#### [Document passage]
>> begin

Like the previous two machines, the original Spectrum was designed to only be connected to a standard TV via the antenna socket as it lacked a dedicated RGB monitor port (with all the associated picture quality issues that were produced compared to a dedicated monitor when you’re pushing a crisp computer-generated display output into a rough UHF modulator designed for rather lower grade fuzzier 625-line analog TV!), this again a clear sign of the “built to a price” mentality of Sinclair – few homes would have a computer monitor lying around but pretty much everyone had a TV they could use, either the main living room TV so as to annoy and frustrate your parents when they wanted to watch Corrie in the evenings or else a little portable TV if you were lucky enough to nag your parents into buying you one also!
Upgrading optionally
All ZX Spectrums had a single expansion port at the back which allowed for hardware expansion. With add-ons from simple joystick port interfaces (as early Spectrum’s lacked built-in joystick ports) to complex mass storage interfaces and even oddities like the Currah μSpeech, there was pretty much nothing that its more expensive rivals could do that the Spectrum couldn’t also be expanded to do.
Though it was true that some of this hardware left much to be desired in terms of quality and reliability, especially (and regrettably) that from Sinclair itself. Few who have ever used the optional (and initially relatively expensive at £49.95) curio that was the Sinclair ZX Microdrive will tell you that it was reliable, for it certainly was not!
The mini cartridges of looped tape that it used stored a nominal 90K when formatted and had – compared to cassette tape storage – a pretty quick 16KB/s transfer rate, putting it almost in the realms of floppy disk-like performance speed-wise. Sadly, this was not matched in terms of reliability as the ultra fast-spooled tape tended to stretch way too easily causing data loss sooner rather than later. Thus trusting anything to a microdrive cartridge was a leap of faith few were willing to make again after losing data that very first (or second!) time (myself included!).

>> end

Photo object pointing items:
>> begin

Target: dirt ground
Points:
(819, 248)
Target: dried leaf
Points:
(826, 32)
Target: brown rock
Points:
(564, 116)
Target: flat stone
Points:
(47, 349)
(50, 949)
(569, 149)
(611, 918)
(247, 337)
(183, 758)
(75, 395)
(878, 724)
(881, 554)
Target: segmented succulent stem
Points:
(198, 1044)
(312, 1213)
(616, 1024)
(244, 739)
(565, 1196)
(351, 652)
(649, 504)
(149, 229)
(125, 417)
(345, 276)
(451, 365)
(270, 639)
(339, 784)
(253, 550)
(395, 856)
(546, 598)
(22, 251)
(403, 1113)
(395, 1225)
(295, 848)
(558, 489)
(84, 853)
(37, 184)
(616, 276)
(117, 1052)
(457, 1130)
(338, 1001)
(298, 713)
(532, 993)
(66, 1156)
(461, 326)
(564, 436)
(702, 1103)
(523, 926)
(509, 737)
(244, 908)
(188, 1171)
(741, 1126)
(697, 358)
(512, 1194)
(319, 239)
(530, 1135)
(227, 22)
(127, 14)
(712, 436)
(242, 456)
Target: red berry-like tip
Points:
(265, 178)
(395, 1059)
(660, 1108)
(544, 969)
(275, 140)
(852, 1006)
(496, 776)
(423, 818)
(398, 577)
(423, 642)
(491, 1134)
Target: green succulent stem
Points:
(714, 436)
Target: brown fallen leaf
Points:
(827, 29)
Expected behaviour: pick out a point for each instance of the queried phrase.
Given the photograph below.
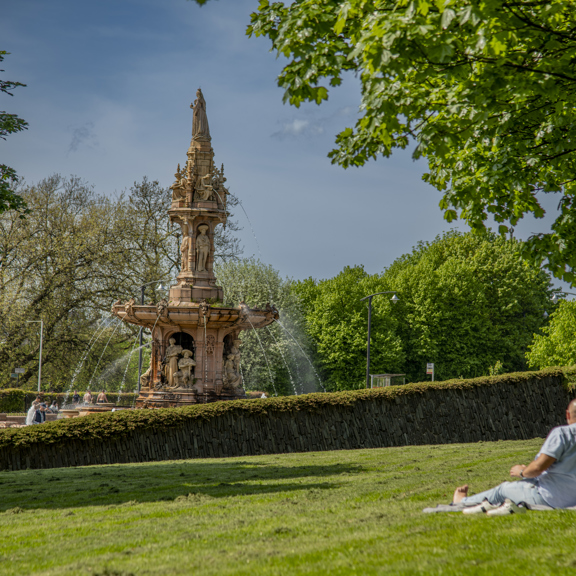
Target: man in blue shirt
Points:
(549, 480)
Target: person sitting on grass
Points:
(549, 480)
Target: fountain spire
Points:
(198, 206)
(195, 350)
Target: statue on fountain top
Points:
(200, 129)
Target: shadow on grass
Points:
(166, 481)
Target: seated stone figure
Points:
(185, 366)
(231, 378)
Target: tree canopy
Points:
(485, 88)
(466, 303)
(556, 346)
(9, 124)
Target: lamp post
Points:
(142, 290)
(40, 362)
(394, 299)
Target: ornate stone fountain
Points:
(195, 355)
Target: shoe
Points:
(480, 508)
(507, 508)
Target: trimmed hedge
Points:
(117, 425)
(18, 400)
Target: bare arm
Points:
(535, 468)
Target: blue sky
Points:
(109, 85)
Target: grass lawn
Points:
(347, 512)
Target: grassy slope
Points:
(348, 512)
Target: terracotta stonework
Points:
(195, 354)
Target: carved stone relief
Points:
(202, 248)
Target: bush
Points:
(112, 426)
(18, 400)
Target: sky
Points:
(109, 87)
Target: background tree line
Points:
(467, 303)
(77, 251)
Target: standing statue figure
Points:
(231, 378)
(202, 248)
(172, 353)
(185, 365)
(235, 352)
(200, 127)
(145, 379)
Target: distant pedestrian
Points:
(43, 409)
(31, 416)
(38, 414)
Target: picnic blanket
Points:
(460, 507)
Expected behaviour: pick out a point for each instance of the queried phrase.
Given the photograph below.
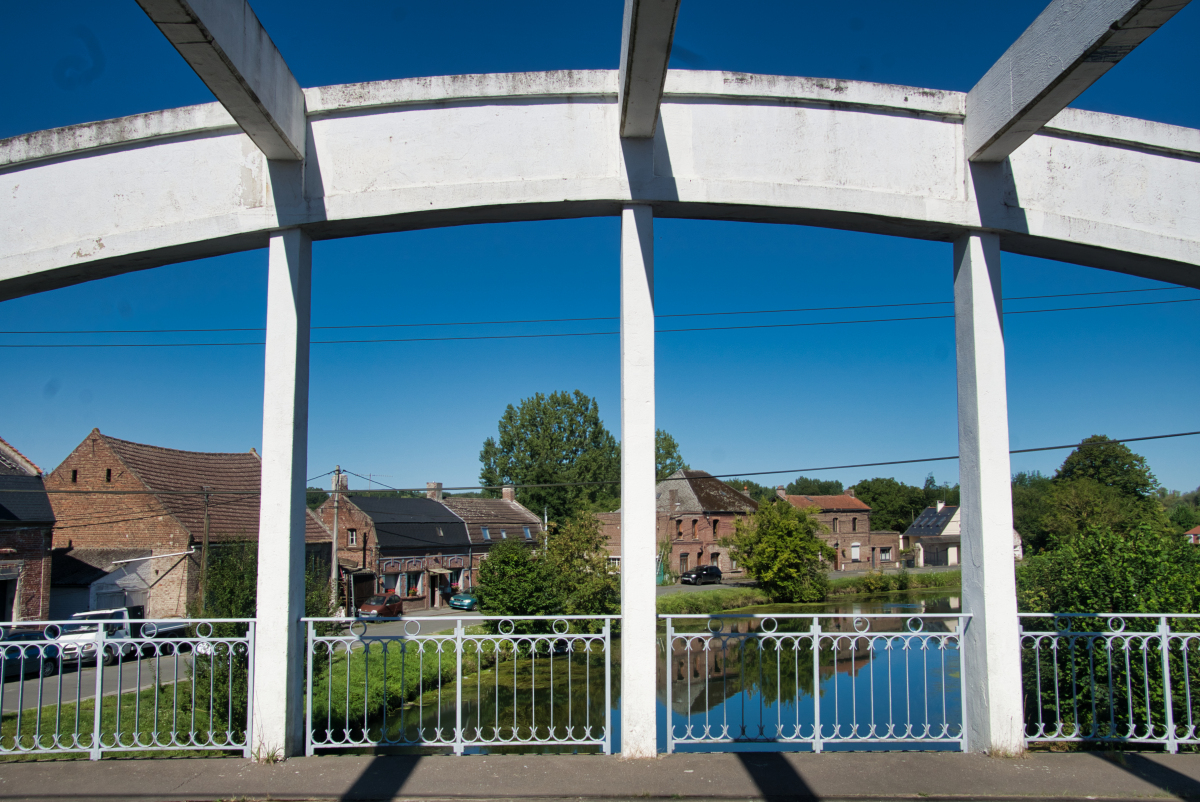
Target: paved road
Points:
(25, 694)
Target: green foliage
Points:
(709, 602)
(1141, 570)
(779, 546)
(893, 503)
(666, 455)
(809, 486)
(547, 440)
(1110, 464)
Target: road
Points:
(24, 694)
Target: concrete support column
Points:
(639, 734)
(279, 646)
(991, 652)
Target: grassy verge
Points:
(129, 718)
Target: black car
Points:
(702, 575)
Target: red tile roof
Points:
(829, 503)
(231, 518)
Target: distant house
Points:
(144, 548)
(424, 549)
(847, 520)
(27, 520)
(936, 537)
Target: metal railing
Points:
(519, 681)
(159, 684)
(1119, 678)
(815, 678)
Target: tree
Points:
(779, 546)
(809, 486)
(1110, 464)
(666, 455)
(552, 440)
(893, 503)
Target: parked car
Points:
(702, 575)
(24, 656)
(381, 606)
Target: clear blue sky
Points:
(737, 401)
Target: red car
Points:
(381, 606)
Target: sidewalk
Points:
(831, 776)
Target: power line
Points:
(613, 482)
(588, 319)
(579, 334)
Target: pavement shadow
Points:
(775, 776)
(1155, 772)
(383, 778)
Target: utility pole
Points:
(204, 554)
(337, 495)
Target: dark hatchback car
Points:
(702, 575)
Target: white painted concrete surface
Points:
(991, 650)
(1063, 52)
(277, 725)
(419, 153)
(232, 53)
(646, 36)
(639, 647)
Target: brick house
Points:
(847, 521)
(420, 548)
(27, 520)
(695, 510)
(144, 548)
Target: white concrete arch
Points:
(103, 198)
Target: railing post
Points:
(816, 683)
(1164, 632)
(95, 752)
(666, 663)
(457, 688)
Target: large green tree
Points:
(555, 440)
(778, 545)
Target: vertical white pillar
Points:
(991, 652)
(277, 720)
(639, 736)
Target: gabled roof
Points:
(497, 514)
(841, 503)
(29, 507)
(13, 462)
(697, 491)
(931, 521)
(231, 518)
(412, 522)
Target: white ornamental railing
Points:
(519, 681)
(817, 680)
(160, 686)
(1111, 677)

>> end

#### [Directive]
Write the next part of the ZX Spectrum text, picking up after its final sentence about microdrive cartridges.

#### [Response for this exercise]
Not to be put off, however, Sinclair’s attempt at instant-loading ROM game cartridges – to give the Spectrum a “games console” feel complete with dual joystick ports – via the ill-fated ZX Interface 2, sadly faired little better. Few games were ever produced on cartridge format for it and what few there were, were excessively expensive when compared to their otherwise identical tape-based versions. And I’m not even going to get into the ZX Printer and its rolls of oft-jamming thermal toilet paper!
Third-party hardware, however, generally tended to be better quality and many popular expansion devices did well, with Romantic Robot’s snapshot-creating Multiface perhaps being among the best known and most beloved by gamers and professionals alike. Sadly, I never owned one of those, darn!
We have all the time in the world to… load software from cassette!
If only due to its huge cassette back-catalog if not for the lack of reliability or availability of any other means, for most Spectrum owners, software was loaded from and saved to cassette tape via any standard mono cassette recorder (that you obviously had to buy separately or you already had from previously owning a ZX80 or ZX81, of course!).
The joy of sitting there waiting several minutes for a tape-based game to load is a “joy” that only people who lived through the home computing years of the 1980s can ever relate to and possibly recall being frustrated by. Let me be clear here, that 48K of memory took up to around 8 minutes to be completely filled up by loading from tape. So whenever you wanted to play another game, you had to pull the power cord out from the back and plug it in again (as there was no reset or power switch, another cost-saving!), and then type:
LOAD “”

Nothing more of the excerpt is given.